▶ **Task 1**
In the dog food forum thread, which countries does Nikki's Mom want the animals in her dog's food raised in?
▶ **Task 2**
Output a word-for-word copy of the part of the dog food forum thread that begins at the words "Boy, never knew" and stops after the words "can be flawed.".

*** Document segment ***

Boy, never knew there was so much to say about dog food, but I am learning now. Now I wonder, is Canidae a good diet for our fluffs? I am not a hollistic person, nor all organic, and want to know is this more what this thread is about? Is about Organic and Hollistic food? Confused, confused..........sorry, I guess I am just an idiot. :smilie_tischkante:


----------



## Nikki's Mom (Feb 13, 2008)

I think the OP was referring to the sites where we do our research and how they can be flawed.

There are different ways to look at what you'd like to have in a dog food. There is the quality of the food itself, and then there are the added supplements which make the food nutritionally complete so that it can be "certified." But they allow companies to call their foods "all natural" when most of these foods contain hefty doses of synthetic vitamins, so who can you really trust? 

I pesonally would like to know that the food I am feeding my dog, besides being nutritionally complete, is from (preferably grassfed but not crucial) animals raised in the US, Canada or New Zealand, does not contain genetically modified plant/grain ingredients, is certified organic, and contains no artificial preservatives. Then I would want to know if the (always synthetic, always from China) vitamin/mineral supplements that they add to the food have been independently tested and proven to contain the amounts of vitamins/minerals that they claim. However regarding testing the food and regarding scientific proof, I have no faith in that at all. The food industy is a powerful presence/lobby, and any test or "scientific research" can be slanted to favor whomever they want, sometimes depending on who is paying for that test and that research. And that takes a long time to discover because these things are always buried under layers and layers.

As far as I can tell from my research, there is *no* canned dog food on the market today that meets ALL those criteria I stated. (I am still waiting for an answer from Party Animal Dog Food.) Some foods come very close, and I appreciate that. I guess my standards are pretty "anal" but oh well, that's just me. I want the impossible. We can't even get all those things in our own human foods unless we buy local from trusted sources, but there still are no guarantees in life.

*** End of Document segment ***
*** Supplied information ***

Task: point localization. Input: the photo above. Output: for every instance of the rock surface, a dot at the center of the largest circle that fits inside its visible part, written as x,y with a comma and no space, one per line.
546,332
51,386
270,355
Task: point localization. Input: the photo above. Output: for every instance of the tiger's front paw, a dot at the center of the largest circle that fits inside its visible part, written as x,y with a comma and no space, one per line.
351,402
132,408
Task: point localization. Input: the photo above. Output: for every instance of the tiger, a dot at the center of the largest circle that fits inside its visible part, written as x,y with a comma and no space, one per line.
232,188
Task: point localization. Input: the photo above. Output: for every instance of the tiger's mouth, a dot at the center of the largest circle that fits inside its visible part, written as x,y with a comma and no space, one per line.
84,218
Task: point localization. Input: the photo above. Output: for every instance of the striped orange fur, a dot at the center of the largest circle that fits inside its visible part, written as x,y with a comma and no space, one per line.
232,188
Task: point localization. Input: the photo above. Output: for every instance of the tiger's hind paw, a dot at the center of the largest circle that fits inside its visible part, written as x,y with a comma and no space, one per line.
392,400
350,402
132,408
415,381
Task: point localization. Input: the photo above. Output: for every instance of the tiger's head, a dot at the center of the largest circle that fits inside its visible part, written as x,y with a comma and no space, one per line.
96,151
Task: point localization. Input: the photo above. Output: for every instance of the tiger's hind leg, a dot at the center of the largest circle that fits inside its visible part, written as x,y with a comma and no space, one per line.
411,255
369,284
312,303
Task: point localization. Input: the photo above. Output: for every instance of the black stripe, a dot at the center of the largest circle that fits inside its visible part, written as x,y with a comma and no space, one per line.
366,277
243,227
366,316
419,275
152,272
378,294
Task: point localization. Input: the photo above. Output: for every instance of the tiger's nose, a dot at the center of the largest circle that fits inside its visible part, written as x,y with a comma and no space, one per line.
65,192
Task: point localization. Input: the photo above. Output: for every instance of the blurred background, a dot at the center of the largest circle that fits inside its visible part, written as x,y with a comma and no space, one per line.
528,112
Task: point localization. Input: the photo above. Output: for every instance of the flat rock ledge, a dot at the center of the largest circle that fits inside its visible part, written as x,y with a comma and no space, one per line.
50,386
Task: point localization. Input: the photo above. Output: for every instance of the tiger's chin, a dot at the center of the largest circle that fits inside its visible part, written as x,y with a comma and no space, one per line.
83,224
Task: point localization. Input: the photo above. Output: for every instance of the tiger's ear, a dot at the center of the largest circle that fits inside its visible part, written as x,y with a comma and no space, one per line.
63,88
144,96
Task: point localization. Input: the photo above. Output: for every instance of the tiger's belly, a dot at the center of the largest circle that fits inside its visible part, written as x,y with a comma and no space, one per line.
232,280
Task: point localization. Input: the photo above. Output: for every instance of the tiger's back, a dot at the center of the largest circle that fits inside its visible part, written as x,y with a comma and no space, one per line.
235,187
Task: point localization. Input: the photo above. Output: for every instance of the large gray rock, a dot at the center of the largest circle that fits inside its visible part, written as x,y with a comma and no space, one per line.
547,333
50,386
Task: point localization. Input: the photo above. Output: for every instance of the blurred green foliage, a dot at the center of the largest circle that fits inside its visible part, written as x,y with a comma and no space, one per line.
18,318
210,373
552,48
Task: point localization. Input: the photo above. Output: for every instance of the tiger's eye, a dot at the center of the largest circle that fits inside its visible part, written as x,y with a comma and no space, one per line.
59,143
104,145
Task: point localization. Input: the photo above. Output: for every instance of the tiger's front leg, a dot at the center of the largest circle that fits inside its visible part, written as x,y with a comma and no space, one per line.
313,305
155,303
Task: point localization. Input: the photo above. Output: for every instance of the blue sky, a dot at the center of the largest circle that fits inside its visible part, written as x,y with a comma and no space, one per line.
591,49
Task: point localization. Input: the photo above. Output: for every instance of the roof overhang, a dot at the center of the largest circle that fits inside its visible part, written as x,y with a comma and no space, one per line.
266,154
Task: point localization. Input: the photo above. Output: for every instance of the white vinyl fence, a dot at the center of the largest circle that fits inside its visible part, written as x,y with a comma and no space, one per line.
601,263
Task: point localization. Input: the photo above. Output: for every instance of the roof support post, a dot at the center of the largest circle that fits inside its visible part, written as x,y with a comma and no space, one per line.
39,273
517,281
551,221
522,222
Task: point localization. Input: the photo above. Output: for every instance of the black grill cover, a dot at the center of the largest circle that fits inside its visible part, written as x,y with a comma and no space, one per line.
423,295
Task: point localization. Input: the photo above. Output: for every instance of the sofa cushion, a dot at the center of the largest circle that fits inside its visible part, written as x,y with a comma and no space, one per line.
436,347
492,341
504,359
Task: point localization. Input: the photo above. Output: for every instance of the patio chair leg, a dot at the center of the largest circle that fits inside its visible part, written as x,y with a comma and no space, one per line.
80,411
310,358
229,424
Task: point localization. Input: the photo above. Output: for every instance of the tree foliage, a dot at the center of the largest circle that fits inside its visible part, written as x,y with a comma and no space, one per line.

*** End of Supplied information ***

▶ **Task solution 1**
The US, Canada or New Zealand.

▶ **Task solution 2**
Boy, never knew there was so much to say about dog food, but I am learning now. Now I wonder, is Canidae a good diet for our fluffs? I am not a hollistic person, nor all organic, and want to know is this more what this thread is about? Is about Organic and Hollistic food? Confused, confused..........sorry, I guess I am just an idiot. :smilie_tischkante:


----------



## Nikki's Mom (Feb 13, 2008)

I think the OP was referring to the sites where we do our research and how they can be flawed.